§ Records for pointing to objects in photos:
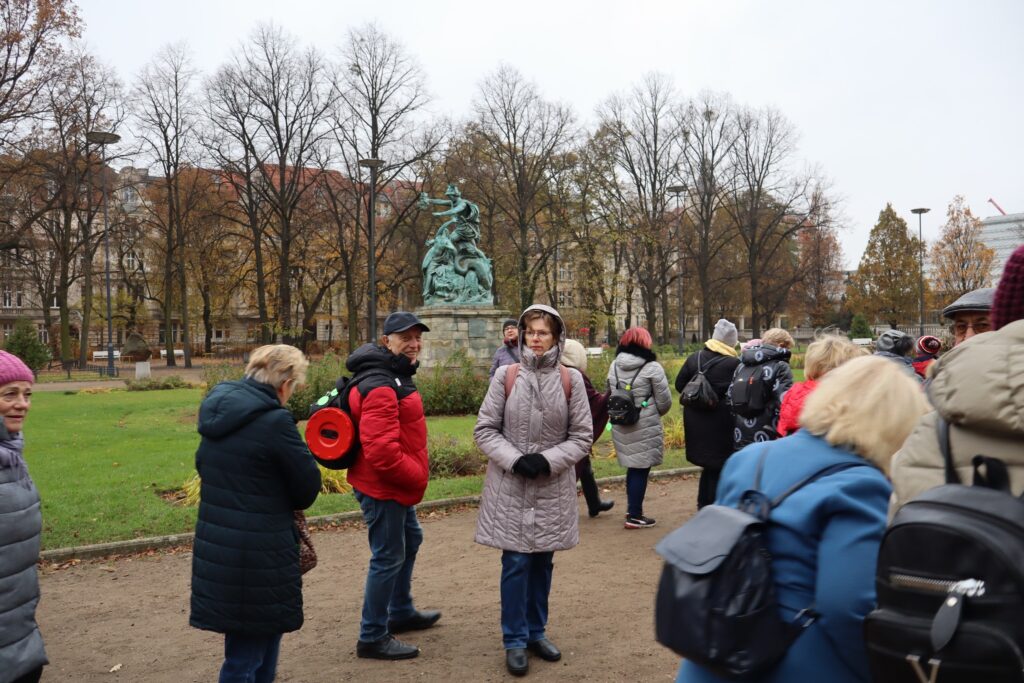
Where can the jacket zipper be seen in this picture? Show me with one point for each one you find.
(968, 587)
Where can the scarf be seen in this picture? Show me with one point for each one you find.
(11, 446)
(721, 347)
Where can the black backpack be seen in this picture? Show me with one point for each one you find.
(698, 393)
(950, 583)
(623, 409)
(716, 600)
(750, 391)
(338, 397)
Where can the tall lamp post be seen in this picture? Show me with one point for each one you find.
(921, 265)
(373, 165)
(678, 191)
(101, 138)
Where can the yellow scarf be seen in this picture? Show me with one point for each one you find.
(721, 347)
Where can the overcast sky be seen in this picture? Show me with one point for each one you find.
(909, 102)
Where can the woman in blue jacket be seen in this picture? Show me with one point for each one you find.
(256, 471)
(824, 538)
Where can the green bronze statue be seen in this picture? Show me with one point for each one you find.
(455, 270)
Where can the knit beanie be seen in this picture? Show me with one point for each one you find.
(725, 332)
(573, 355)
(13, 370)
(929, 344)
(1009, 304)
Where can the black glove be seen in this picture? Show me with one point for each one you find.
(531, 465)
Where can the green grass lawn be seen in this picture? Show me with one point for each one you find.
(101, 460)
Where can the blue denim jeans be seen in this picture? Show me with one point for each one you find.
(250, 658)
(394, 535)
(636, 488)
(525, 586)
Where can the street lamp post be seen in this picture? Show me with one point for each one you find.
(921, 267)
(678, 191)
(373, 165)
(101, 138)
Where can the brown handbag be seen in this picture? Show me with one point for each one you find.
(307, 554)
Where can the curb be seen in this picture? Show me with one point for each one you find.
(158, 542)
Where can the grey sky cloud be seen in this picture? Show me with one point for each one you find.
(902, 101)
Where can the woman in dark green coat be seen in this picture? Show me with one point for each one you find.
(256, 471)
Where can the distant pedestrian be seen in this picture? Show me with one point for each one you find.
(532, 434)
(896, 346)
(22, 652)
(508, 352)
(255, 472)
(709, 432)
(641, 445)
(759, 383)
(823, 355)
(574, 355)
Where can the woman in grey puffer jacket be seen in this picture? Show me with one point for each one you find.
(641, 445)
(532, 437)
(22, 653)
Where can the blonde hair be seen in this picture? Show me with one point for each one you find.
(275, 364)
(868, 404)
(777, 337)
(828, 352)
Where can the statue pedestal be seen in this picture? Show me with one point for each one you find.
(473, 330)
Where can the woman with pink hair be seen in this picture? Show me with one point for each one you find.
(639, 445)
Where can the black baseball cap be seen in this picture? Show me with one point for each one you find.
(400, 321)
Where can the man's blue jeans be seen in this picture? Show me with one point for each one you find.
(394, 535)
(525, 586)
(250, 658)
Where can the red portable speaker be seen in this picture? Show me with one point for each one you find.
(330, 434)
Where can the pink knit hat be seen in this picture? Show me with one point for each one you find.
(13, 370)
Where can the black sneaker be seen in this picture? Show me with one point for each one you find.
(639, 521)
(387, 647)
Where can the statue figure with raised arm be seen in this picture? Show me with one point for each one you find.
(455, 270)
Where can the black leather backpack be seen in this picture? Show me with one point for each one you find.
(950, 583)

§ Exercise objective: Repeat all of the lines above word for word, and leave the pictures out.

§ Reply to the exercise:
Where can the jacket zipper be seen in this picture? Show me with one point for each one you find.
(968, 587)
Where can the scarf be seen in this picture? Show me with one point for each one you find.
(11, 446)
(721, 347)
Where can the black backpack be seen in this picture? Show me with one point for each one you find.
(698, 393)
(950, 583)
(623, 409)
(716, 600)
(750, 391)
(338, 397)
Where can the tall lamp post be seen in this picture? Show me with one point for each one you find.
(921, 265)
(373, 165)
(678, 191)
(101, 138)
Where can the yellow scarf be seen in this picture? Show me with one point for each one you find.
(721, 347)
Where can the overcast sky be seen in this picture? Show me with one point for each one you find.
(909, 102)
Where can the woman in blue jacket be seen in this picture? Show me with one point for each one you find.
(256, 471)
(824, 538)
Where can the green bronze statue be seen in this picture? Show me with one point for each one you find.
(455, 270)
Where can the knit beanie be seen in this picture? Show me with one point for each one you find.
(725, 332)
(573, 355)
(13, 370)
(929, 344)
(1009, 304)
Where can the black glove be seen in this picture? Show me with one point for each one you find.
(531, 465)
Where can the green grass lawn be seen in this picture? Show me with one point for each one you find.
(101, 460)
Where can the blue denim jeans be seen in this picture? Show me with one point for each one you find.
(250, 658)
(394, 535)
(636, 488)
(525, 586)
Where can the street lamp post be seen in this picture? Show me with one point for each one you find.
(921, 267)
(678, 191)
(373, 165)
(101, 138)
Where can the brown handbag be seen in this picture? Show me with one point for each one you find.
(307, 554)
Where can the curb be seen in this picture? Show me with one point for each one you find.
(158, 542)
Where can the grey sky cloud be seen in this picture? Show me with one point for each one you find.
(902, 101)
Where can the woman in dark green coat be seen in this picture? Show me with one point for each one you find.
(256, 471)
Where can the distant pedestrian be seen in this picture? Show me with one point for each one you find.
(532, 434)
(896, 346)
(22, 652)
(508, 352)
(255, 472)
(709, 432)
(641, 445)
(759, 383)
(823, 355)
(574, 355)
Where can the woman in grey puffer jacket be seen in this picture? Show me with one point for each one you find.
(641, 445)
(532, 437)
(22, 653)
Where can the blonde hair be seen in this picture? Show me with one point for each one you find.
(275, 364)
(868, 404)
(777, 337)
(828, 352)
Where can the statue pedestal be seen in this picture? Show me with one point for each one you find.
(473, 330)
Where can the woman with pink hair be seen in this picture? Show me with one point for each one you find.
(639, 445)
Where can the black baseball cap be seen in this picture? Show me with one point for each one you find.
(400, 321)
Where can the man's blue jeans be seen in this picture? Show me with one point for each one you find.
(394, 535)
(525, 586)
(250, 658)
Where can the red portable speaker be seen in this picture? Show me with one point for each one you find.
(330, 434)
Where can the pink knit hat be seen in this picture? Show me with one point for each one you find.
(13, 370)
Where can the black sneaker be seen in this picture? Show me with one point for each one you find.
(639, 521)
(387, 647)
Where can the statue figure with raised arm be seen in this picture? Show me with one point for each one you find.
(455, 270)
Where can the black leather backpack be seen in this picture? Show me with one point for each one you find.
(950, 583)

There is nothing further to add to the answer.